What you will do: In the sustainable energy investing text, rewrite the part that opens with "He does advise" and closes with "corporate governance concerns.", switching "pure plays" to "direct bets".

-- begin Provided passage --

Also promising are firms addressing battery improvements for storage of electricity from intermittent sources like wind and solar, says David Aaron, co-CEO and chief investment officer of Executive Money Management in New York.
“With wind, solar and geothermal being proven producers of energy, the next ‘step change’ in the economics of sustainable energy is likely to be the proliferation of cost-effective battery storage,” Aaron says.
“Beyond alternative energy, there are many other areas that are plays on efficiency and emissions reduction, such as autonomous and electric vehicles and LED lighting that investors may want to consider,” says Andrew Wetzel, chartered financial analyst, senior vice president and portfolio manager at F.L. Putnam Investment Management Co. in Wellesley, Massachusetts.
Though sustainable energy is catching on around the world, and is still being pushed by some states and many cities in the U.S. despite resistance in Washington, Hull says investors should prepare for the long haul.
“Some of the solution investments will take time to develop, be adapted and scale,” she says.
“New energy technology is no different from the race in computer technology,” Aaron says. “Along the way, there will be many runners, but only one winner in each sector. These venture investments are for those who can afford to take significant losses if their runner does not make it to the finish line.”
While Republican views of climate change may not derail sustainable energy firms in the long run, some experts express caution about the sector’s growing pains.
“Solar, and more recently wind, are hitting a wall due to rapid production expansion and lagging ability to connect to grids,” Wetzel says. “Profitability in the equipment supply chain is deteriorating, making the majority of publicly traded solar and wind companies problematic investments currently.”
[See: 10 Energy ETFs That Will Clear Your Conscience.]
Socially conscious, or environmental, social and governmental investing has proven in recent years that investors need not give up returns to follow their values. Still, sustainable energy investing is best for people with a commitment to the environment, says David Sand, chief impact investment strategist at Community Capital Management in Weston, Florida.
“Sustainable investing is suited for any investor with a conscience for the environment and its conservation,” he says. “Investors should not expect that returns need to be sacrificed.”
He does advise investors conduct thorough research.
“On-going reporting from the fund or manager on the investment’s sustainable benefit is an important component to ensuring a sustainable investment is in fact sustainable,” he says. “The amount in one’s portfolio devoted to sustainability is subjective and depends on the investor and their commitment to ESG investing. We see a mix from new investors allocating smaller percentages to larger investors committing 100 percent.”
Investors who favor mutual fund and exchange-traded funds have to look carefully for pure plays on sustainable energy, as many choices include other social and corporate governance concerns.
“I recommend investing in ETFs if you want to invest in this sector,” says Ryan Hyland, founder of Hyland Financial Planning in Akron, Ohio. “For many of these companies, it is hard to distinguish between companies that will do well and those that will not see growth. I recommend using an ETF as a low-cost way to buy a basket of sustainable stocks.”

-- end Provided passage --
-- begin Listed records --

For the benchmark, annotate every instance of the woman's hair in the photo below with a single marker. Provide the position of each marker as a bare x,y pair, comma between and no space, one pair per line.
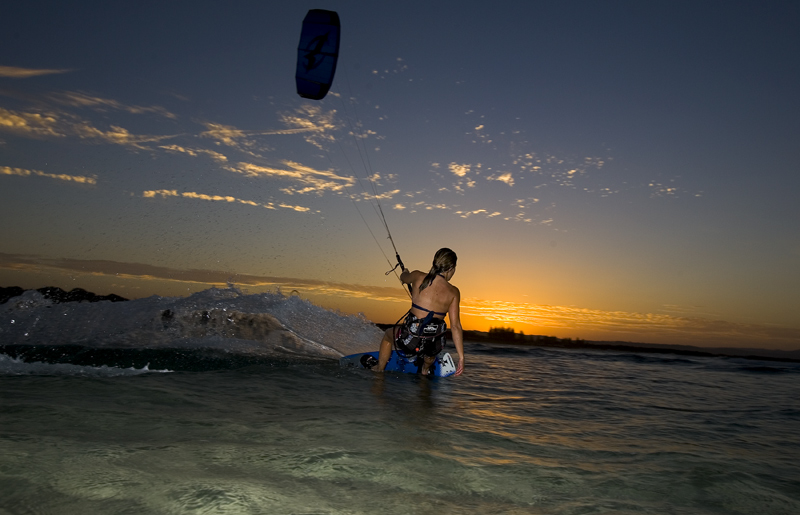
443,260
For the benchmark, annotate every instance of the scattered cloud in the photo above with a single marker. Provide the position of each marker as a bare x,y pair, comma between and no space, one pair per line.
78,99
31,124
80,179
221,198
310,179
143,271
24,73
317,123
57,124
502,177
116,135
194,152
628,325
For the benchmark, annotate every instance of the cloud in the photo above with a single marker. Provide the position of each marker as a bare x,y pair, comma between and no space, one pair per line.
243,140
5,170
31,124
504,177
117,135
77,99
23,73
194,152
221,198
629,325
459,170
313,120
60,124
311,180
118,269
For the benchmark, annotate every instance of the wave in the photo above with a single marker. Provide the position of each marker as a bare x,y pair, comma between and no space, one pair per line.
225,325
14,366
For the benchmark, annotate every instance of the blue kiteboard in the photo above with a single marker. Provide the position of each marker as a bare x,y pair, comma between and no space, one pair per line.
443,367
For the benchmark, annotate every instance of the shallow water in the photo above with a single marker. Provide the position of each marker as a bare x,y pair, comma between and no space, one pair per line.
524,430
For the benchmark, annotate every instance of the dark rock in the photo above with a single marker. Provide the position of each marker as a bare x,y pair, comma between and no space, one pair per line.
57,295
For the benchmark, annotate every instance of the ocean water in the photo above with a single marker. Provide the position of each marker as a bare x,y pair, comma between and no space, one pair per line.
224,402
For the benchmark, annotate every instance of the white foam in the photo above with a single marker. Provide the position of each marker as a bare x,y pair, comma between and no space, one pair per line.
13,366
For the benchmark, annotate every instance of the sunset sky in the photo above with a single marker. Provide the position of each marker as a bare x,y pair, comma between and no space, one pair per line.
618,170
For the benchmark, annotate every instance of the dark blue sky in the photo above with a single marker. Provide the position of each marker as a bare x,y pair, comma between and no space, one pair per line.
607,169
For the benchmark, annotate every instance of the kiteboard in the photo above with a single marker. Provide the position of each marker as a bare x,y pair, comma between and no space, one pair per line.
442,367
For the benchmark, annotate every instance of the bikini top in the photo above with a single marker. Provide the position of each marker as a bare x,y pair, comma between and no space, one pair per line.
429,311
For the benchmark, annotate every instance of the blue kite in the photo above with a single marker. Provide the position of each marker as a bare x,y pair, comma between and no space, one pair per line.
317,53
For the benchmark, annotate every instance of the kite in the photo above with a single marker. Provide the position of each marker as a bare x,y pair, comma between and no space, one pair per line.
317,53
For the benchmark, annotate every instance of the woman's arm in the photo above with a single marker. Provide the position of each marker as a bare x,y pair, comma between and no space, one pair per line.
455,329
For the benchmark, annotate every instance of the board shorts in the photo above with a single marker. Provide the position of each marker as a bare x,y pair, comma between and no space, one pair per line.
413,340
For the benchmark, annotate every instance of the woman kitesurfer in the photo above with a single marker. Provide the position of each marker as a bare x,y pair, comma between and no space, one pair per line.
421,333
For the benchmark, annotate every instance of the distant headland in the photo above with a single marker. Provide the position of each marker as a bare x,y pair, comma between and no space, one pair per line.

-- end Listed records --
-- begin Listed records --

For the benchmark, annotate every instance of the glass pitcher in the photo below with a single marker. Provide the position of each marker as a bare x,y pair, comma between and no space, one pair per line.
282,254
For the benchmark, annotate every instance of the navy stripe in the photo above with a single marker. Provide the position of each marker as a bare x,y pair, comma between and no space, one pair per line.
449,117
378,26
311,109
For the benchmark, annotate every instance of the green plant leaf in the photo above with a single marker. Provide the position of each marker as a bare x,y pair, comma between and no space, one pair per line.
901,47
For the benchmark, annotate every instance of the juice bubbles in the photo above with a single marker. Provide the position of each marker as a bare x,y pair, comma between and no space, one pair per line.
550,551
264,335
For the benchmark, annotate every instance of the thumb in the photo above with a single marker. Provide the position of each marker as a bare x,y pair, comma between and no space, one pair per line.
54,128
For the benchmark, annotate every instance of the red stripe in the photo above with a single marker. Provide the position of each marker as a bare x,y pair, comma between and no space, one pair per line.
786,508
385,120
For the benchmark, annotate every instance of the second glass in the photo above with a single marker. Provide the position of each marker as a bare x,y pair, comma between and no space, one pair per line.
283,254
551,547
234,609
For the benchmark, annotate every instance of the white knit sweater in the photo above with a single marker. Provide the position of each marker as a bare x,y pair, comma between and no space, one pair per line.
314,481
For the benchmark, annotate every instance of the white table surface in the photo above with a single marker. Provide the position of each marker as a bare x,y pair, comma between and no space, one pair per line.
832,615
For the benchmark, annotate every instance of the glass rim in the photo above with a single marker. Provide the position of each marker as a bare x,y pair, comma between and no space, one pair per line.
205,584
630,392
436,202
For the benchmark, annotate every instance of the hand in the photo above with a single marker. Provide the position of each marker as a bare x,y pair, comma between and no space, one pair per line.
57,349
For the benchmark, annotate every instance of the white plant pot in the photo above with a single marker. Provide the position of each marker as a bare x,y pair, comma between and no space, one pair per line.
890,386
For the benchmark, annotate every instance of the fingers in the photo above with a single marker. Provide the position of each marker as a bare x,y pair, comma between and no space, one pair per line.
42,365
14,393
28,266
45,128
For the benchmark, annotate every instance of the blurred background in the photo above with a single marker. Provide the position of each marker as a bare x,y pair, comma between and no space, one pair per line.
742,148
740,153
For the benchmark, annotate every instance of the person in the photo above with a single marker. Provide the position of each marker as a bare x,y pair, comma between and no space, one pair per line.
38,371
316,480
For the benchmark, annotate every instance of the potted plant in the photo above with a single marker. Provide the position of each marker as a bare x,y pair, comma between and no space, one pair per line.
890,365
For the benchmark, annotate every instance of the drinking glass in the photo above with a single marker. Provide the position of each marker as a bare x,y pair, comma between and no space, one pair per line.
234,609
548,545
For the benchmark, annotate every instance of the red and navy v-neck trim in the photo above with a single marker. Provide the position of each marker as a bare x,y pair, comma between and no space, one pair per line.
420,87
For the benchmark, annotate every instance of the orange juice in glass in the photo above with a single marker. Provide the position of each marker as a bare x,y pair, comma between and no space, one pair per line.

-- end Listed records --

Output for this exercise:
He does advise investors conduct thorough research.
“On-going reporting from the fund or manager on the investment’s sustainable benefit is an important component to ensuring a sustainable investment is in fact sustainable,” he says. “The amount in one’s portfolio devoted to sustainability is subjective and depends on the investor and their commitment to ESG investing. We see a mix from new investors allocating smaller percentages to larger investors committing 100 percent.”
Investors who favor mutual fund and exchange-traded funds have to look carefully for direct bets on sustainable energy, as many choices include other social and corporate governance concerns.